> _Texte à lire_
COMMENT LES JEUNES VOIENT LEUR AVENIR

Publié le par CGT Ugict-CGT Nice AIR FRANCE

 
Enquête mondiale
 LEXPRESS.fr Axel Gyldén  , Cécile Casciano



Comment vont les jeunes?
Que pensent-ils de l'avenir?
De la société?
De la mondialisation?
Bref, quel est leur état d'esprit?
A l'occasion du 40e anniversaire de 1968, L'Express propose une radioscopie de la jeunesse mondiale, en partenariat avec la Fondation pour l'innovation politique, qui publie cette semaine une vaste enquête intitulée
«Les jeunesses face à leur avenir».
Celle-ci s'appuie sur un sondage mené en Europe, en Asie et en Amérique du Nord auprès de 20 000 personnes au total. Résultat?
Les Américains ont une pêche d'enfer.
Les Scandinaves aussi.
Et la jeunesse française est... la plus déprimée du monde.
Elle redoute l'avenir, la mondialisation et même son ombre. Alerte au péril jeune!

> _Données fournies_

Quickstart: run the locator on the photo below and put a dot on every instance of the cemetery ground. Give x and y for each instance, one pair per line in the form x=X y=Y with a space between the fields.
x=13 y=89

> _Consigne_
Veuillez recopier le passage de l'article sur les jeunes allant de «Que pensent-ils de» jusqu'à «déprimée du monde.», en rebaptisant «Scandinaves» en «Nordiques». Fondez-vous uniquement sur l'article.

> _Réponse_
Que pensent-ils de l'avenir?
De la société?
De la mondialisation?
Bref, quel est leur état d'esprit?
A l'occasion du 40e anniversaire de 1968, L'Express propose une radioscopie de la jeunesse mondiale, en partenariat avec la Fondation pour l'innovation politique, qui publie cette semaine une vaste enquête intitulée
«Les jeunesses face à leur avenir».
Celle-ci s'appuie sur un sondage mené en Europe, en Asie et en Amérique du Nord auprès de 20 000 personnes au total. Résultat?
Les Américains ont une pêche d'enfer.
Les Nordiques aussi.
Et la jeunesse française est... la plus déprimée du monde.